RETURN OF THE CRUDE OIL DRAMA (DALLAS REBOOT)
'Dallas' is back and is still as crude as the oil as the Ewing family obsesses over.
As the 2012 reboot of the trashy, flashy Texan soap opera got underway this week, it was hard not to feel you were travelling back in time to 1978 when the original series first aired.
There are some similarities. In 1978, America and Britain were in the grip of a recession. 'The Sweeney' was on our screens. A likeable Democratic President was struggling to hold onto power in the White House. Young people were emigrating from Ireland and there had just been a Queen's jubilee.
But, despite all the difficulties now, it would be wrong to think we have been catapulted back to 1978.
The world is a more sophisticated, yet more fragmented place.
Instead of three television channels, we have hundreds. Instead of a clunky black or grey telephone sitting in the hall, we carry smart phones around with us that enable us not just to call others around the world but to have facetime chats and look up anything we need on the Internet.
The America of 2012 is a lot less glamourous and a more uncertain place, as anyone who watched the Republican and Democratic National Conventions over the past two weeks will know.
'Dallas' 2012, therefore, feels a little like the land that time forgot.
JR and Sue Ellen's John Ross III (Josh Henderson) is as fixated on oil, money and power as his father was and he ruthlessly pursues profit, shafting his cousin Bobby's adopted son Christopher (Jesse Metcalfe) and others along the way.
While John Ross looks to drill on the family ranch where he discovers there is a rich well of oil, Christopher, like Bobby, is devoted to Southfork remaining unspoiled.
In the first episode, he suffers a setback when his efforts to extract Methane Hydrate from the sea bed in China as an alternative to oil triggers an earthquake.

━━━━━━━━━━━━━━━━

Write a continuation of the review of the 2012 "Dallas" reboot, starting after its last sentence. The records that come next are taken from a different source than the text.

**STORED DATA**
━━━━━━━━━━━━━━━━

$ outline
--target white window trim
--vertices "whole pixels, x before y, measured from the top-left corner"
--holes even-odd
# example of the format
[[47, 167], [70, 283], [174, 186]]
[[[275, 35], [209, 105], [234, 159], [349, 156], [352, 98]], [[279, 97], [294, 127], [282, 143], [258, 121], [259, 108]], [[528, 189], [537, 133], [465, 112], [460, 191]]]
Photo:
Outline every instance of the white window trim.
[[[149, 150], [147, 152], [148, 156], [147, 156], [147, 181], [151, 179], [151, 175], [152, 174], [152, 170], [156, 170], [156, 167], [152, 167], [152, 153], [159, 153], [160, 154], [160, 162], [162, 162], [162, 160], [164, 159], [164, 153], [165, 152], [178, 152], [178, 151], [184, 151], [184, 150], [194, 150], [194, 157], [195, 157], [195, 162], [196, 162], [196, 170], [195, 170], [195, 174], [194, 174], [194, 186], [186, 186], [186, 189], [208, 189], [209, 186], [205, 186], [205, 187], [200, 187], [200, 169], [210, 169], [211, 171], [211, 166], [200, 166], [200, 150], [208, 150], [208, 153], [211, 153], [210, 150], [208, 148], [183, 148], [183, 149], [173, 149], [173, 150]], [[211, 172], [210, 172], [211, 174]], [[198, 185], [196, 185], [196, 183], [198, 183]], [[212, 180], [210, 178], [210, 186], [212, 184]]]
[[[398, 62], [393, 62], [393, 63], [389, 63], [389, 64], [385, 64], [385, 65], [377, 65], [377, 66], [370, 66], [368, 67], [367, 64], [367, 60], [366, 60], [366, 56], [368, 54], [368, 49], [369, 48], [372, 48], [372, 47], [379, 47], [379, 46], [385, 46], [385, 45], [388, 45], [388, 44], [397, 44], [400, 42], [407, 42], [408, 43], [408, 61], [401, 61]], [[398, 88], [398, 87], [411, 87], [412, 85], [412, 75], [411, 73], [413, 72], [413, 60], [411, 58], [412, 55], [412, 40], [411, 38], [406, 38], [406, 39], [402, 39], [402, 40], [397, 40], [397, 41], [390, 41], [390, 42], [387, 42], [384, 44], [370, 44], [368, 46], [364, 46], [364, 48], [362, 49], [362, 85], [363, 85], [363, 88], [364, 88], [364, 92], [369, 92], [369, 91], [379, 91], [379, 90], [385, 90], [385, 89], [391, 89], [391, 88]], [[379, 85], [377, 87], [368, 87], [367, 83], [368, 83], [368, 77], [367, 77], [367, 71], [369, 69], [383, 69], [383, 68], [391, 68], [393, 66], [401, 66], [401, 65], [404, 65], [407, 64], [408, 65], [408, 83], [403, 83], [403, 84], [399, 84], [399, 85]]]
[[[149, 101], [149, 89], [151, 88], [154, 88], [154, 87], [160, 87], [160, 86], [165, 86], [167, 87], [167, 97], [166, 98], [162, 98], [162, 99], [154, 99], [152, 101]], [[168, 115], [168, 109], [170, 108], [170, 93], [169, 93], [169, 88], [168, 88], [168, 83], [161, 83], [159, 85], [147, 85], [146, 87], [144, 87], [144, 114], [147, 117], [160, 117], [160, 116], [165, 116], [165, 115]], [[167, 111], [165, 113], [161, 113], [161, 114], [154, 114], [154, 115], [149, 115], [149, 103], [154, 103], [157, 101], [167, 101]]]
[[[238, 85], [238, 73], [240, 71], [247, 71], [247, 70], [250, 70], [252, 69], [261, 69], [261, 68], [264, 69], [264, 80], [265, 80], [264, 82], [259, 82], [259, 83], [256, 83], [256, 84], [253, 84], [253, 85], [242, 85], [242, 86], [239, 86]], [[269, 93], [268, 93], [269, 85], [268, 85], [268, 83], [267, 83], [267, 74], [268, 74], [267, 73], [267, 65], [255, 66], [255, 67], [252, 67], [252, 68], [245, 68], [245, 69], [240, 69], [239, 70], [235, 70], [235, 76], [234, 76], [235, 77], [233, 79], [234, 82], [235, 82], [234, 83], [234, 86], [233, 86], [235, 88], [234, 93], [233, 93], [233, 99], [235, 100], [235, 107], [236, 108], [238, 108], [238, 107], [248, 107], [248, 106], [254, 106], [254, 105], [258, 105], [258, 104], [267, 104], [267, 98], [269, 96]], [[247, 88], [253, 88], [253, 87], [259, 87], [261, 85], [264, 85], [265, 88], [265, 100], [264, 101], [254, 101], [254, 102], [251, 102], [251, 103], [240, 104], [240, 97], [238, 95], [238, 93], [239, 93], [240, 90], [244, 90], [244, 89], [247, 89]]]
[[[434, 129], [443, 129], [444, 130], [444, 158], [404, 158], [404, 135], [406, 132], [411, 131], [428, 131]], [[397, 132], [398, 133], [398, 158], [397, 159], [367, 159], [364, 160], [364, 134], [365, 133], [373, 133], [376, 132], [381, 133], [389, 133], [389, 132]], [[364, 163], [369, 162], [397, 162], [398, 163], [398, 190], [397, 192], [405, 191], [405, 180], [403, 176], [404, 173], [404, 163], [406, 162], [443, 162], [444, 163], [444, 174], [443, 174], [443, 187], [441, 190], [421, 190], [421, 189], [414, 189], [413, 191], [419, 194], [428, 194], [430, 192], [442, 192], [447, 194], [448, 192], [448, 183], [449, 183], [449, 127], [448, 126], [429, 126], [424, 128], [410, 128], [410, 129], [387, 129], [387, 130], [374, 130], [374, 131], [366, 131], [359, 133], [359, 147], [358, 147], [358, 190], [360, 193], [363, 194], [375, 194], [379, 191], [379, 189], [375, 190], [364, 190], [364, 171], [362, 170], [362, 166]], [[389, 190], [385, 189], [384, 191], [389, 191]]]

━━━━━━━━━━━━━━━━

**TASK OUTPUT**
Throw into the mix, Christopher's too sweet to be wholesome new wife, Rebecca (Julie Gonzalo) and his childhood sweetheart Elena Ramos (Jordana Bewster) and you have the traditional 'Dallas' ingredients for romantic betrayal.
In the first episode, we learn Elena was hoodwinked into believing Christopher wanted to break up with her by a false email.
With the exception of Bobby, it appears from the first episode that the younger cast will carry 'Dallas' 2012.
However the older generation are the real lure and neither age nor high definition television has been kind to them.
Bobby (a rather tired looking Patrick Duffy) has become the patriarch of Southfork ranch and the first episode begins with him being told he has stomach tumours and is probably living on borrowed time. Duffy conveys this from time to time by occasionally whincing in pain and clenching his fist as if he has just taken a laxative.
He clashes bitterly with John Ross over his plans to drill on the ranch, reminding him that it was his grandmother, Miss Ellie's wish that Southfork be preserved and not despoiled.
An attempt to sell Southfork to those who will guarantee its preservation inevitably turns out to be a classic 'Dallas' double cross.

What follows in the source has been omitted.